_TASK STATEMENT:_
Begin at the line containing "In the photograph above, where can the dirt be" and copy exactly through the last line of the listing, skipping every picture.

_DATA:_
>>>>
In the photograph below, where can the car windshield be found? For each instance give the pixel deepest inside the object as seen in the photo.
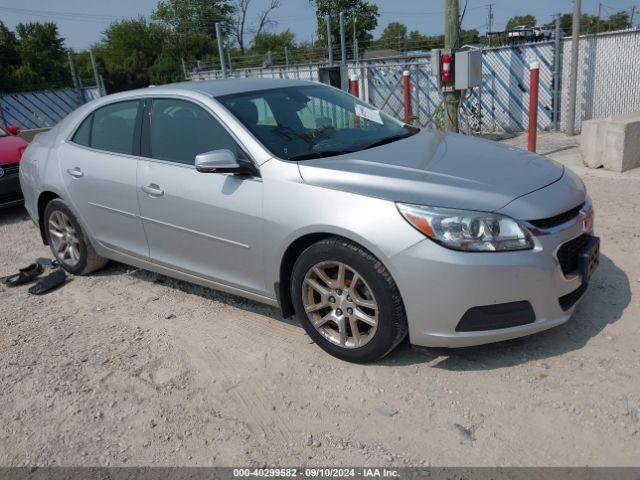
(299, 123)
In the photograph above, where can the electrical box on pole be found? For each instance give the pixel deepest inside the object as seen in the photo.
(456, 70)
(337, 76)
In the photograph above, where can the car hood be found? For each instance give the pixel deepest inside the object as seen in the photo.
(10, 149)
(437, 169)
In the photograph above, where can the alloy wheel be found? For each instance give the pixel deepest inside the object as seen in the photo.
(64, 238)
(340, 304)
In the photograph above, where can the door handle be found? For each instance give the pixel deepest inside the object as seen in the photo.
(153, 190)
(75, 172)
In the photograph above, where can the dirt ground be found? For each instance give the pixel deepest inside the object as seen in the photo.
(126, 367)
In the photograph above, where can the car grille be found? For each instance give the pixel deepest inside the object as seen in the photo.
(569, 252)
(569, 300)
(10, 169)
(557, 219)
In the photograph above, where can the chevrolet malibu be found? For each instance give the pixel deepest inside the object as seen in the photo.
(301, 196)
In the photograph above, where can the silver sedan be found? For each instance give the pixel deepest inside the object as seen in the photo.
(299, 195)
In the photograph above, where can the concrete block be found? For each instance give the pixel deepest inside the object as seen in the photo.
(592, 154)
(612, 142)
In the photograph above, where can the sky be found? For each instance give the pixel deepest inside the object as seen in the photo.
(81, 22)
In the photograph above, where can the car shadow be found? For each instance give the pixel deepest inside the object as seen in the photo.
(608, 296)
(117, 269)
(606, 299)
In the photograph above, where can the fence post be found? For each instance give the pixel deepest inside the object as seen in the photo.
(343, 45)
(406, 82)
(354, 87)
(95, 72)
(556, 76)
(329, 39)
(573, 78)
(74, 75)
(533, 106)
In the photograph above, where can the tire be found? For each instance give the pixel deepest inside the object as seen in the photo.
(373, 286)
(87, 259)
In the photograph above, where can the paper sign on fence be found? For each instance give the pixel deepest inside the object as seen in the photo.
(368, 113)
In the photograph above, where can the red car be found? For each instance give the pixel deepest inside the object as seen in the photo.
(11, 149)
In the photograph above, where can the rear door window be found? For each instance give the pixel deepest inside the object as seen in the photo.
(114, 127)
(81, 137)
(180, 130)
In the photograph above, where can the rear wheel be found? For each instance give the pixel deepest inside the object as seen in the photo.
(68, 242)
(347, 301)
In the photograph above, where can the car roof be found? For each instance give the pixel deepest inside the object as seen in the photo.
(218, 88)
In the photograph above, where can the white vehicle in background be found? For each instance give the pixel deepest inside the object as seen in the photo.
(524, 32)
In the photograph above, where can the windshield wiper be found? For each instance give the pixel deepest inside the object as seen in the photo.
(326, 153)
(391, 139)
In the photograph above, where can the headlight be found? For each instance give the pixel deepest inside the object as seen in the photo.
(467, 230)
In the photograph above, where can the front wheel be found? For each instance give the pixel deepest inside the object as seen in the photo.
(68, 242)
(347, 301)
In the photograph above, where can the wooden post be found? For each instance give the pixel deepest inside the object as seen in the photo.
(533, 106)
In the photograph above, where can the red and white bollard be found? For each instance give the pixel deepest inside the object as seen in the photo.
(354, 86)
(533, 105)
(406, 83)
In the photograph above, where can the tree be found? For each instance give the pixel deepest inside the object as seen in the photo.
(194, 16)
(394, 36)
(128, 51)
(9, 58)
(590, 23)
(240, 28)
(527, 20)
(365, 14)
(274, 42)
(617, 21)
(42, 57)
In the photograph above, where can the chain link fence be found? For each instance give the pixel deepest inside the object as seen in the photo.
(608, 81)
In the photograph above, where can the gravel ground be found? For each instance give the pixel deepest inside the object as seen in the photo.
(126, 367)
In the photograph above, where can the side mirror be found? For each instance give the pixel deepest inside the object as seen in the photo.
(220, 161)
(13, 129)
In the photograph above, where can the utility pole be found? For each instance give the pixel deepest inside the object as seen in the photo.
(490, 22)
(184, 69)
(74, 76)
(221, 51)
(573, 78)
(343, 44)
(329, 39)
(95, 72)
(451, 39)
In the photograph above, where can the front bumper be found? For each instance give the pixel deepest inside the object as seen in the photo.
(10, 192)
(439, 286)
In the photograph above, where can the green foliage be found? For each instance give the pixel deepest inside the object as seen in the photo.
(32, 58)
(194, 16)
(394, 36)
(9, 58)
(590, 23)
(527, 20)
(365, 14)
(274, 42)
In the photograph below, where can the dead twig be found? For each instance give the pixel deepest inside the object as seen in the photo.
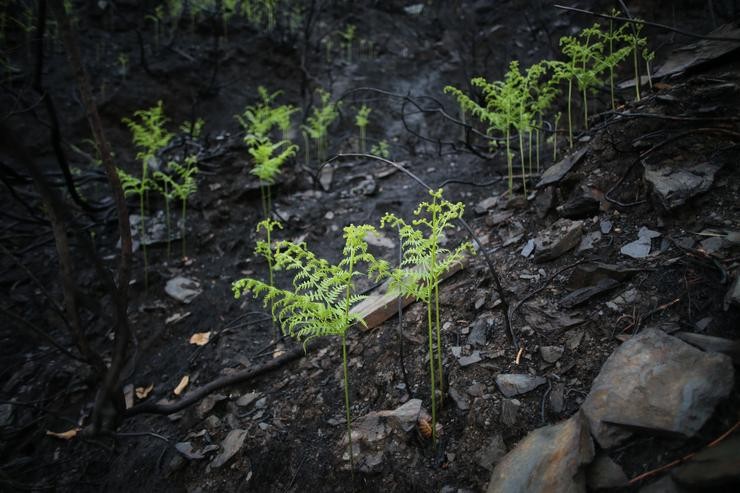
(648, 23)
(670, 465)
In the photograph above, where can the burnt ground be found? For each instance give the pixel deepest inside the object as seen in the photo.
(294, 429)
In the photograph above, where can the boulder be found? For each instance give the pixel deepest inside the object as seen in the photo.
(656, 382)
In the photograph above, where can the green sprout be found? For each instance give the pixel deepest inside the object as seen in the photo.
(317, 124)
(422, 266)
(181, 186)
(123, 61)
(381, 149)
(149, 134)
(348, 35)
(319, 303)
(361, 120)
(267, 165)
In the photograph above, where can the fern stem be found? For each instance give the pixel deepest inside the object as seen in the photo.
(431, 371)
(346, 401)
(570, 117)
(182, 228)
(521, 153)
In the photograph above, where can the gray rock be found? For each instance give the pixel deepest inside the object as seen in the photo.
(589, 274)
(475, 357)
(573, 339)
(675, 185)
(183, 289)
(549, 459)
(247, 399)
(528, 248)
(561, 236)
(557, 171)
(489, 455)
(551, 353)
(732, 297)
(479, 331)
(712, 467)
(511, 384)
(380, 431)
(485, 205)
(712, 344)
(509, 411)
(604, 473)
(229, 447)
(557, 398)
(461, 400)
(656, 382)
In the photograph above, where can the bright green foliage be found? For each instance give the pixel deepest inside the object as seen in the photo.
(504, 108)
(633, 38)
(422, 266)
(179, 183)
(318, 122)
(151, 136)
(149, 132)
(361, 120)
(348, 35)
(322, 295)
(258, 122)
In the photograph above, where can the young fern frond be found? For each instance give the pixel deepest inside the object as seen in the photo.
(423, 263)
(319, 304)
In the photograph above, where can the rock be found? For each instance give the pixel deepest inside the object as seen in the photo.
(549, 459)
(589, 274)
(475, 357)
(528, 248)
(573, 339)
(247, 399)
(479, 331)
(604, 473)
(491, 453)
(509, 411)
(732, 297)
(551, 353)
(582, 204)
(511, 384)
(582, 295)
(183, 289)
(557, 171)
(379, 432)
(663, 485)
(207, 403)
(498, 217)
(6, 415)
(229, 447)
(557, 398)
(461, 400)
(561, 236)
(712, 344)
(588, 240)
(656, 382)
(712, 467)
(187, 451)
(674, 185)
(485, 205)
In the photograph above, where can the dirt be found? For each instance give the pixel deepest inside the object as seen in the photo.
(293, 435)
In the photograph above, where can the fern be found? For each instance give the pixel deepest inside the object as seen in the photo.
(361, 120)
(423, 263)
(322, 295)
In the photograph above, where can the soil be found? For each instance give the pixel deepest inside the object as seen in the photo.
(294, 430)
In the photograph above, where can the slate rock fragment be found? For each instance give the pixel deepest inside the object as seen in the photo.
(547, 460)
(656, 382)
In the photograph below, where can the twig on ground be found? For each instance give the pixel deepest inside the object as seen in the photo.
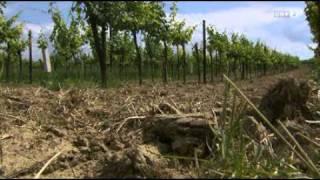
(47, 164)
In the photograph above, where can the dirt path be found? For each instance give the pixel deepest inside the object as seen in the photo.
(37, 123)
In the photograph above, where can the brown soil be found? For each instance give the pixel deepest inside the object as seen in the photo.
(113, 132)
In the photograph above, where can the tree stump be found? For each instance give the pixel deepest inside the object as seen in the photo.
(286, 100)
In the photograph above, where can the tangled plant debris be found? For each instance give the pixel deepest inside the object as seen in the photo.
(152, 131)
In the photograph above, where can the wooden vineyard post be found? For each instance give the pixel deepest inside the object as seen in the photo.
(30, 56)
(204, 52)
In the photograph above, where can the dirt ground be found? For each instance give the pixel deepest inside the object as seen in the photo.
(96, 129)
<<<<
_FULL ANSWER:_
In the photograph above, where can the dirt be found? For each instance give the pixel deepest inside the object as seen in the photo.
(293, 435)
In the photograph above, where can the fern be found? For each instance give the pixel deepest inside the object as seen in the photo.
(361, 120)
(423, 263)
(322, 295)
In the photograph above, where can the soil be found? For each instance give the pixel deepest inside the object as seen in the photo.
(294, 430)
In the photograph above, where can the slate rock fragment be found? For each instance give the pixel deepest inside the object as seen in the photo.
(547, 460)
(656, 382)
In the photograph below, where can the twig on ground be found? For each instance give the pixel deepest inside the object as seen in the photo.
(47, 164)
In the photograph above, where can the dirt path be found? For each instance give the pixel deepest inside the object as seen in the photo.
(37, 123)
In the photograph above, where can the brown soil be found? For each instance give the pixel deepest inside the object as seen in the photo.
(113, 132)
In the photograph above, where can the tree stump be found? For each instance give the pixel deepest inside the object as seen in the photo.
(286, 100)
In the photograph above, where can the tangled plant debris be found? For each instance give the pixel deepest inside the object as seen in the photo.
(152, 131)
In the photograph above, where can the wooden vineyard post be found? For each instance give the pixel deepest inside the object as seen in the photo.
(30, 56)
(204, 52)
In the photograph above, where can the dirt ground be found? For each instance give the pixel deepest inside the object as seen in the photo.
(96, 129)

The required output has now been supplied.